## Supplied entries
====

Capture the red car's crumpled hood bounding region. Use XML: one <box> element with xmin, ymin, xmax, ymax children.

====

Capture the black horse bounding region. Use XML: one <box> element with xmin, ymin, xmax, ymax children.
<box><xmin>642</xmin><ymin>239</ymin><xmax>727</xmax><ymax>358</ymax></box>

====

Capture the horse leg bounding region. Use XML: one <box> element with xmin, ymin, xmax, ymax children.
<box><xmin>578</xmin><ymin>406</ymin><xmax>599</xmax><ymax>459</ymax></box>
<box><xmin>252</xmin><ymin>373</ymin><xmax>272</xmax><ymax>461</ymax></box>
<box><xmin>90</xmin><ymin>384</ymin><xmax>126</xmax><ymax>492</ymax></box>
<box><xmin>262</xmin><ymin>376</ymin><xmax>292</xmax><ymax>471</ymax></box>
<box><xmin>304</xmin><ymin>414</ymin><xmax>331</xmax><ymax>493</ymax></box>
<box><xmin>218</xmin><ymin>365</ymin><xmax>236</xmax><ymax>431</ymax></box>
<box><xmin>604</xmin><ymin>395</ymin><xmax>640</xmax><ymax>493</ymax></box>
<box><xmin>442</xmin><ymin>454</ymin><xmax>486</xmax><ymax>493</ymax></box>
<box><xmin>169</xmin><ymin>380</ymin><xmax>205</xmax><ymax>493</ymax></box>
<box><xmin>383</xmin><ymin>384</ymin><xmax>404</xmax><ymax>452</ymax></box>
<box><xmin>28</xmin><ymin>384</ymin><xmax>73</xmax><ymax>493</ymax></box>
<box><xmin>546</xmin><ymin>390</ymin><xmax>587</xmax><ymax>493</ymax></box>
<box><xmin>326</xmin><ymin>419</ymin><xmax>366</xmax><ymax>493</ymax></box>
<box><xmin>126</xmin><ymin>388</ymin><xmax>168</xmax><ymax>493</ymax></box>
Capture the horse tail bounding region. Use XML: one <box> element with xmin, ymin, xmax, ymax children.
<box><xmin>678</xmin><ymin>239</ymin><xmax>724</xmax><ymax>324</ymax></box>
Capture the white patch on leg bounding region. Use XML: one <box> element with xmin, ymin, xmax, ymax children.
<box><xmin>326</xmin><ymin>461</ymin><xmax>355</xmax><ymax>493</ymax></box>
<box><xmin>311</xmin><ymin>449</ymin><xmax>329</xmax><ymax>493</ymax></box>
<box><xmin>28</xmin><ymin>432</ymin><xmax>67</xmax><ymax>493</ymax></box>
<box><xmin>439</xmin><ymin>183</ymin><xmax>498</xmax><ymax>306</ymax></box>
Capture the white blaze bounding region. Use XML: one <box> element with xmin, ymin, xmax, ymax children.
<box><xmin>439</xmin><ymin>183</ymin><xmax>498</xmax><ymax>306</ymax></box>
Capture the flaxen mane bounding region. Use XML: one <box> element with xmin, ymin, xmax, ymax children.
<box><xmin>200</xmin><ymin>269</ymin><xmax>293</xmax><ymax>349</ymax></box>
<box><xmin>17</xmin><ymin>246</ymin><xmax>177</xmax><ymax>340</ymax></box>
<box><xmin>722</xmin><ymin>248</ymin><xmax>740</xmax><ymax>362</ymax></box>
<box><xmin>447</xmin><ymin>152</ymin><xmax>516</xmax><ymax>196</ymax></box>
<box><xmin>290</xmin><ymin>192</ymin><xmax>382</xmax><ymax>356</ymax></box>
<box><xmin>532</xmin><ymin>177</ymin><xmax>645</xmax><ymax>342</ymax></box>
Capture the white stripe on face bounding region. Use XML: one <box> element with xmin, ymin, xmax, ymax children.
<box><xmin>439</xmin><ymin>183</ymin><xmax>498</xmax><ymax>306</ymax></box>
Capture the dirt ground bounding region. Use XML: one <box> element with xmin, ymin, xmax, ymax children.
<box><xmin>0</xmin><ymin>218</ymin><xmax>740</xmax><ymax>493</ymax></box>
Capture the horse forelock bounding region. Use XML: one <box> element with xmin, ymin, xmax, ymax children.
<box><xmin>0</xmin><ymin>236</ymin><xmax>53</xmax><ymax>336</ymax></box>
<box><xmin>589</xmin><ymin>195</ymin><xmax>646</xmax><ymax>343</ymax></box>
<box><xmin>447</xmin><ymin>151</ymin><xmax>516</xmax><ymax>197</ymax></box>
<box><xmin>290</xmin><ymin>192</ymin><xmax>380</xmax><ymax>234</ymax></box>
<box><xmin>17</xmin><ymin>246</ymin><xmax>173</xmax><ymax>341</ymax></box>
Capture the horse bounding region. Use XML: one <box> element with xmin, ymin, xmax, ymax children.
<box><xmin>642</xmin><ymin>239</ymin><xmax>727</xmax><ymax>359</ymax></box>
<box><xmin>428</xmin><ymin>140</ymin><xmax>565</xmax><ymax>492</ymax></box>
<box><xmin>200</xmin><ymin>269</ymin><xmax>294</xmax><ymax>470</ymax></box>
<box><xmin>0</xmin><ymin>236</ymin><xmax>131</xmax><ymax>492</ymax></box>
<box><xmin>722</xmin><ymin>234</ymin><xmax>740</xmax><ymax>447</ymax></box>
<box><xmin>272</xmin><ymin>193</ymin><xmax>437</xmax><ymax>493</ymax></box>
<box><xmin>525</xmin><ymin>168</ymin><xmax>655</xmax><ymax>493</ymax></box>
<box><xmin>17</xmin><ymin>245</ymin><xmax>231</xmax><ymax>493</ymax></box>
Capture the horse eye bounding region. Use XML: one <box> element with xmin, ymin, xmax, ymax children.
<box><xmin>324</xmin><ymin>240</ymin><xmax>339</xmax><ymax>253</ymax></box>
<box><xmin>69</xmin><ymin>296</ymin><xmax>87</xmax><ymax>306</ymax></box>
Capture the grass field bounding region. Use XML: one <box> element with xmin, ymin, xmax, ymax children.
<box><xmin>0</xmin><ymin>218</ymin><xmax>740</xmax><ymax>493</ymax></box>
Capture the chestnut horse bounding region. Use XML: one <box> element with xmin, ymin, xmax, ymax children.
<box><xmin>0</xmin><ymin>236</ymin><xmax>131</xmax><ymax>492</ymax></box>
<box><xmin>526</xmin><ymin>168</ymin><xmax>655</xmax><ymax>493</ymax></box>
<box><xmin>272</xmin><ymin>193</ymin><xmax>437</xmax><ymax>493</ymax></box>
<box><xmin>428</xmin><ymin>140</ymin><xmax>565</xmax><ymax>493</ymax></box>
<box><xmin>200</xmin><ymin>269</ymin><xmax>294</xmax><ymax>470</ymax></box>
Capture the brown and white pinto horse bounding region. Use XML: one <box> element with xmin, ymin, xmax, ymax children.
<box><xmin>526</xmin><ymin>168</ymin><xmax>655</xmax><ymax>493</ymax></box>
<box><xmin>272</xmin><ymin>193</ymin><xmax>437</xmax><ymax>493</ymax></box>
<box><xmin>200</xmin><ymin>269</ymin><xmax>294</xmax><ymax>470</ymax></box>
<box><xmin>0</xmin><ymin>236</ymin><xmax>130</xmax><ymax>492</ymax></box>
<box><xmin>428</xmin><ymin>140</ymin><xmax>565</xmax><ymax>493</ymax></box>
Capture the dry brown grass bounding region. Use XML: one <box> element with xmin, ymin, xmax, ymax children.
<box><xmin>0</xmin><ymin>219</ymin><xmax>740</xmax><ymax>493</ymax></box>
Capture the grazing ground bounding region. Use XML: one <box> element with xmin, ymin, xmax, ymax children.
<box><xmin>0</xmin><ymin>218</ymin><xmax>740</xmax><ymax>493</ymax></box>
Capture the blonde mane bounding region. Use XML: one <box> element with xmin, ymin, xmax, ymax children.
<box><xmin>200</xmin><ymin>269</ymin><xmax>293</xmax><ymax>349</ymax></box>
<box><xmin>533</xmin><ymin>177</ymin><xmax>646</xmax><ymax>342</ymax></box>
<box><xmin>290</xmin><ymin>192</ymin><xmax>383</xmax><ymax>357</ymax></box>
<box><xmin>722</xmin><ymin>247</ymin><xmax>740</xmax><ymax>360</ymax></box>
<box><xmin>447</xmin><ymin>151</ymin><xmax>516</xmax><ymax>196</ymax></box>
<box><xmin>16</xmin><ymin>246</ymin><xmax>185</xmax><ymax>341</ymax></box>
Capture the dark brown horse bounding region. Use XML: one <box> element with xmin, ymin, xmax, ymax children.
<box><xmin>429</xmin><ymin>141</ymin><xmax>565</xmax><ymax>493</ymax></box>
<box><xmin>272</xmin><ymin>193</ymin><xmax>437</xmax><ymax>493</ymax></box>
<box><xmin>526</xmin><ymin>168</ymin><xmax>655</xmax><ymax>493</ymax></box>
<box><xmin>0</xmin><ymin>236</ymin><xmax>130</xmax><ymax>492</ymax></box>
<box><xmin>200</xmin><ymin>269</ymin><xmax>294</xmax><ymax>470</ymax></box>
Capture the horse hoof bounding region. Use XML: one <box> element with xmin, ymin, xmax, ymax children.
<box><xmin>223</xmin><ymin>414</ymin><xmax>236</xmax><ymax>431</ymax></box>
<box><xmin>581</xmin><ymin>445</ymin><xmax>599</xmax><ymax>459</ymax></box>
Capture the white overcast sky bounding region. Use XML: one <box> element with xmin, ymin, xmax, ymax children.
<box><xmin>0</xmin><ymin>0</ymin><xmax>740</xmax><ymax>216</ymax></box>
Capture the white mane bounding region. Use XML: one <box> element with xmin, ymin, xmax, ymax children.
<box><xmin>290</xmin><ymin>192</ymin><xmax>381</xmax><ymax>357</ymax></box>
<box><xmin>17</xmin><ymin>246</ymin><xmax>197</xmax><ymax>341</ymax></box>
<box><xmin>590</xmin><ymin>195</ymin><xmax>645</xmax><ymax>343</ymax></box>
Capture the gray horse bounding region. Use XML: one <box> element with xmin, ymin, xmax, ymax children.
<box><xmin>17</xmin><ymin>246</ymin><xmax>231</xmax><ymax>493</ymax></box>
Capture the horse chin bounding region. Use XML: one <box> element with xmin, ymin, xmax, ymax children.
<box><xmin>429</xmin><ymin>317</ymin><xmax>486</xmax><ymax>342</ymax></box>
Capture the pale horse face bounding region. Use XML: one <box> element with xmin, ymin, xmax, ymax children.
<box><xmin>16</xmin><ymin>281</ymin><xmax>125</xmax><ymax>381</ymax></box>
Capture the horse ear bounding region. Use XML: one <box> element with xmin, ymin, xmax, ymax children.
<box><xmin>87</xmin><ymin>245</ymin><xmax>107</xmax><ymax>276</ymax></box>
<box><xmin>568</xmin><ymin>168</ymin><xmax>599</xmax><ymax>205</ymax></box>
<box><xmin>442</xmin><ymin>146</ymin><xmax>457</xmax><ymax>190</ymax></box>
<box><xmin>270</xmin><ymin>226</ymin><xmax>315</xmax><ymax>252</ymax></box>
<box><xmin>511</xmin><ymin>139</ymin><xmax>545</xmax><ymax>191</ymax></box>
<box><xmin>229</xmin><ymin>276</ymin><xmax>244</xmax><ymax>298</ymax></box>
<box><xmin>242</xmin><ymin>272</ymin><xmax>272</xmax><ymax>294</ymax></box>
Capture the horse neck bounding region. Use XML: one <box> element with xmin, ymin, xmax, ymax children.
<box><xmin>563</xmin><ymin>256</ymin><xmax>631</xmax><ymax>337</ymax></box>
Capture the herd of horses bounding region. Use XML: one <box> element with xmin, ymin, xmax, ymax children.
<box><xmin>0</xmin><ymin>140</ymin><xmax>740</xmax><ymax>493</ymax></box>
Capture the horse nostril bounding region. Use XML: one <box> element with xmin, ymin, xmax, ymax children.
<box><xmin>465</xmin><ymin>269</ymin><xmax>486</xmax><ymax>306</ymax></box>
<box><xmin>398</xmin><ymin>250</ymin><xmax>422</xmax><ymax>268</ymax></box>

====

## Exercise goal
Count how many lines in the records above contain the word "brown", treating uppercase and lowercase letters as different, and reply with only that number.

## Solution below
3